* Begin Task data *
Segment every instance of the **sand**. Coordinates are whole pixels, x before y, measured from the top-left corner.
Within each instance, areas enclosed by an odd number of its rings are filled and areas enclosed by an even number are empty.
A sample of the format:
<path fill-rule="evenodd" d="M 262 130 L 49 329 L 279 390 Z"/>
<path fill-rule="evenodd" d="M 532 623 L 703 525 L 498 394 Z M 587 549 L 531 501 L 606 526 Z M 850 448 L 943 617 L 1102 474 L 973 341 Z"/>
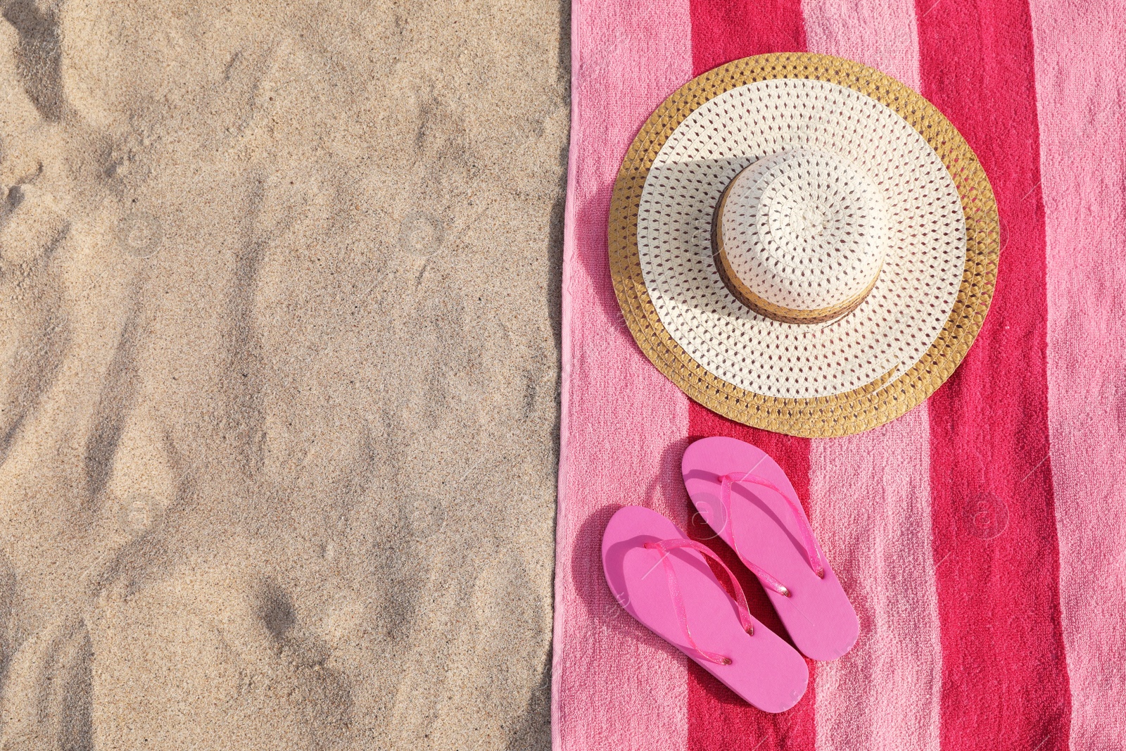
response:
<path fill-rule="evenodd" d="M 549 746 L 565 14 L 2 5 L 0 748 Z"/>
* End Task data *
* Begin Task data *
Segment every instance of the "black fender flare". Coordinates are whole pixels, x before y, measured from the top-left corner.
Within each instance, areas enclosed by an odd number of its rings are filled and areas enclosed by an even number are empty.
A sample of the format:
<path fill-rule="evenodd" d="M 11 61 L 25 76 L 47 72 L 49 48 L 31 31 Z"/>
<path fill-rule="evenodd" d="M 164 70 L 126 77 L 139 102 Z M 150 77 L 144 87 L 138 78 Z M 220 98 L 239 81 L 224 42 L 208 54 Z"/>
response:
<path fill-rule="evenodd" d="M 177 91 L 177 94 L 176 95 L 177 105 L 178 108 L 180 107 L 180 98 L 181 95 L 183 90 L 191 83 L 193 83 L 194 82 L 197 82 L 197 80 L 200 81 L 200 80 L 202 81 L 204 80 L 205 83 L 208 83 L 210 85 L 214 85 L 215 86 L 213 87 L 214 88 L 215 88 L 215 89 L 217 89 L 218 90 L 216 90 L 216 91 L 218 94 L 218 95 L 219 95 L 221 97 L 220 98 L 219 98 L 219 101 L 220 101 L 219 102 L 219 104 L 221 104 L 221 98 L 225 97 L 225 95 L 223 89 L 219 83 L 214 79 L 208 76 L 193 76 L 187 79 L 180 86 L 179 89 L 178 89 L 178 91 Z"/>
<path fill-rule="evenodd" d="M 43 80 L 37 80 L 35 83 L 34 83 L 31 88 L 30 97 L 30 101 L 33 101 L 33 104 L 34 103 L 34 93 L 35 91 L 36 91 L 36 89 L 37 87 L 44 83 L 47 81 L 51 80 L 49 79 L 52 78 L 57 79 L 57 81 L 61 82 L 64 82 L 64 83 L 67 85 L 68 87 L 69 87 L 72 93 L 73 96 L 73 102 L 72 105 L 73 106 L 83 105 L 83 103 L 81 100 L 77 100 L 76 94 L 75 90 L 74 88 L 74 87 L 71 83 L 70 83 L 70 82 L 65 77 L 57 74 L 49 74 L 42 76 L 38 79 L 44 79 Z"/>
* End Task data *
* Begin Task data *
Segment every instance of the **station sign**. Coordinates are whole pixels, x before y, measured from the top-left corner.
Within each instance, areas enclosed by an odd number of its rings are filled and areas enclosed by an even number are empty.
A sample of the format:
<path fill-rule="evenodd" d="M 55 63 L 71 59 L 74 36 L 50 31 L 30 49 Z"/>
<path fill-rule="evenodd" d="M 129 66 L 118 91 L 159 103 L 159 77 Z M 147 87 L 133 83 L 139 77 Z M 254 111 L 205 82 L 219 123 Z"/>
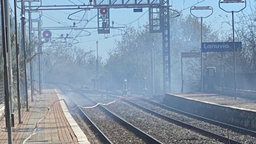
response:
* End Task data *
* [Written task]: Could you return, word for word, the lines of the records starting with the line that contains "Segment every instance of the **sand**." and going on through the line that contains "549 746 L 565", leaving the pictures out?

* [Full answer]:
Segment every instance of the **sand**. Coordinates are whole pixels, x before y, measured from the top-left corner.
Within each instance, areas enclosed by an odd number of its rings are filled and areas enclosed by an even number are empty.
A sample of the format:
<path fill-rule="evenodd" d="M 262 130 L 49 329 L 279 390 Z"/>
<path fill-rule="evenodd" d="M 532 623 L 703 525 L 498 394 Z M 587 549 L 531 501 L 606 526 Z M 850 448 L 943 617 L 1102 474 L 973 341 Z"/>
response:
<path fill-rule="evenodd" d="M 549 746 L 565 14 L 2 5 L 0 748 Z"/>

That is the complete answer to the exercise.